## READING PASSAGE:
Does anyone have advice for learning two similar langs, esp dialects?
February 7, 2016 5:05 PM   Subscribe

TLDR: my GF's (likely relatively soon to be wife) fam is from Shanghai. They don't speak much English, prefer shanghainese, and have fluent but heavily accented mandarin (somewhat ironically, their mandarin has atrophied a lot ok the US because they hang out only with shanghainese speakers!). I need advice for when and how to learn shanghainese! Snowflake details within...

Ok, so the original plan was to focus on learning mandarin, since everyone understands it, and it's the lingua Franca of China. So I've been working on that and am currently somewhat conversational, and I think with a year or two of continued focused study, I'll be in a good place.

But the complication! I've found that while learning mandarin has greatly increased my 1:1 communication ability with my gf's family, it has had no effect on my ability to be in a group. Yes, I think if I get more fluent they'll have more of an incentive to use mandarin when I am around (right now there's still some repeating and correction), but I think that fundamentally, they feel most comfortable with shanghainese.

SO: what to do? My original plan was to get good enough to be able to really communicate and understand in Chinese, then add some shanghainese to the mix. But I'm wondering if I shouldn't add some shanghainese to the mix earlier since I basically have recurrent, free study opportunities but without some study, can't really take advantage of it.

So this gets to the two questions:
- have you ever studied two languages? Is this an awful ideal?
- have you ever studied a language with very few educational resources? How did you tackle it?

Also, when I say "learn shanghainese" I mean mainly just build an ear for it... I don't know that I need to be able to speak because they really all do understand mandarin fluently.

Me and my gf do want to move to Shanghai for some time at some point, but that won't be for a while.

I see a couple options...

1. Never learn any shanghainese.
2. First get fluent in mandarin, then learn shanghainese
3. Keep focusing on mandarin, but still introduce some shanghainese so that I can get the most out of my interactions with her family.

I'm leaning towards 3, but my gf supports 2. I think she's afraid of shanghainese confusing/poisoning my mandarin, as I'm still intermediate there.

Any advice? And I mean, even if I want to learn some shanghainese, that in and of itself will present a problem. Mandarin has mountains of learning materials for foreign learners -- shanghainese has very very few. I'd probably try and track down a teacher on skype, and just make enough progress to understand the grammar and basic vocabulary.

Halp???
posted by wooh to Writing & Language (13 answers total) 2 users marked this as a favorite
 
I'm trying to learn Cantonese right now, and initially considered your option 3 since Mandarin is meant to be easier-- but I got strong advice from my teachers here to not try this as it would result in polluted mush. This may be because they correctly intuited my native language learning skills (very basic), but that's what they said. Have you spoken to your Mandarin teacher about it?

(There isn't a lot of Cantonese material for non-Chinese readers either-- you really need to work with tutors or with hand-made books from smaller schools to make much progress.)

## EXCERPTED DATA:
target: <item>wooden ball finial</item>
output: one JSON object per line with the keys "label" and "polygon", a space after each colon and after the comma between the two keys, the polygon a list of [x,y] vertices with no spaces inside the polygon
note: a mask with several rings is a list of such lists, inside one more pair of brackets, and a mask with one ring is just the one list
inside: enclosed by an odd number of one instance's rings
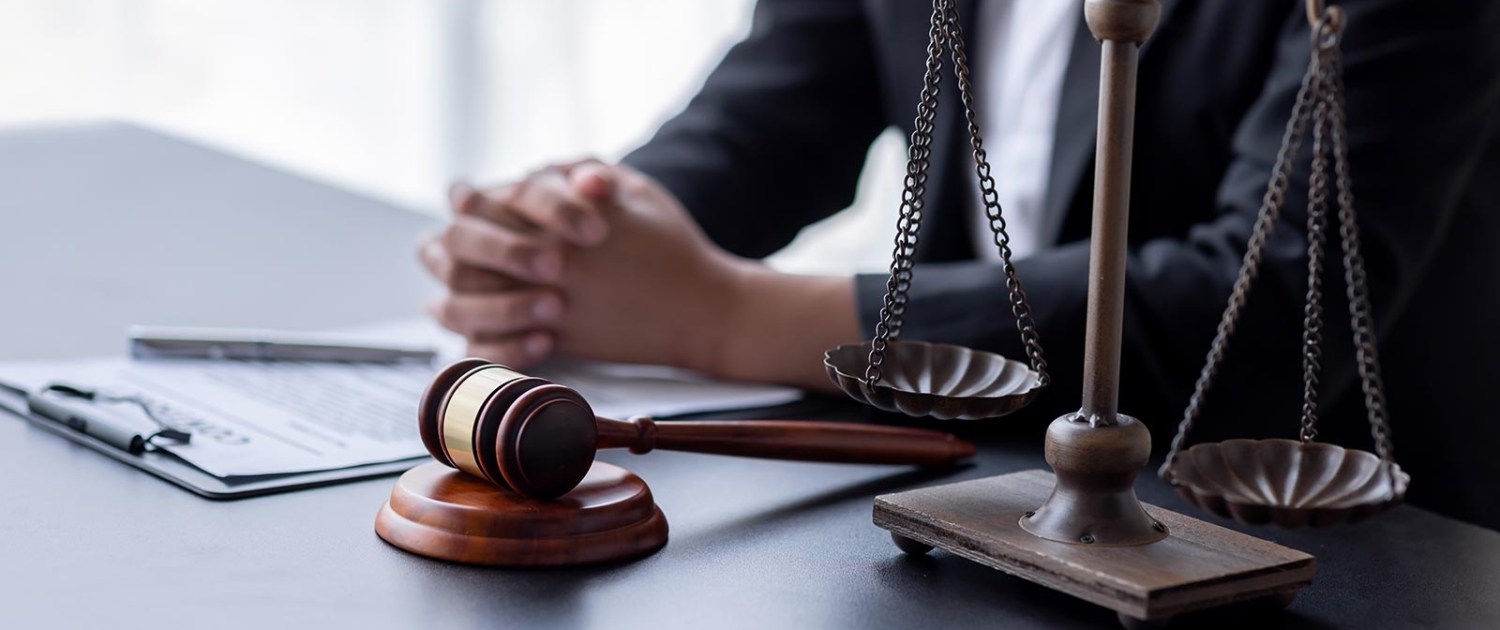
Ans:
{"label": "wooden ball finial", "polygon": [[1088,0],[1083,3],[1083,18],[1089,22],[1094,39],[1144,44],[1156,32],[1156,22],[1161,21],[1161,3],[1156,0]]}

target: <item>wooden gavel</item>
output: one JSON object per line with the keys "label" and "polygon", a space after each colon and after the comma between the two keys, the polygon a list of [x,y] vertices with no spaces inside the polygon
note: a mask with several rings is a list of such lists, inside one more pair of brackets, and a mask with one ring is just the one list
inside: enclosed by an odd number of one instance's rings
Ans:
{"label": "wooden gavel", "polygon": [[438,462],[526,496],[562,496],[600,448],[654,448],[840,464],[952,465],[974,444],[950,434],[786,420],[656,423],[594,416],[570,387],[465,358],[428,386],[417,412],[422,442]]}

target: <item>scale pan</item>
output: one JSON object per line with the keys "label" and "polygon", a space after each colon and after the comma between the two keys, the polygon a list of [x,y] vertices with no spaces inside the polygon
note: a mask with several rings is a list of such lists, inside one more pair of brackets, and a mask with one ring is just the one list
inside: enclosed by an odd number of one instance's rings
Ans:
{"label": "scale pan", "polygon": [[855,400],[882,411],[939,420],[982,420],[1026,406],[1041,393],[1041,376],[1026,363],[958,345],[894,340],[880,382],[864,381],[870,342],[824,354],[828,378]]}
{"label": "scale pan", "polygon": [[1378,514],[1401,501],[1412,482],[1374,453],[1296,440],[1196,444],[1167,472],[1184,498],[1214,514],[1281,526]]}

## WHAT TO WORK ON:
Summarize the forum post above in two sentences.

## THE REPLY:
The poster is somewhat conversational in Mandarin, which has helped one-on-one talk with a girlfriend's family from Shanghai but not group talk, where the family prefers Shanghainese. The poster asks whether to add some Shanghainese now or first get fluent in Mandarin, noting that Shanghainese has very few learning materials, and one reply says teachers warned that learning both at once would produce "polluted mush."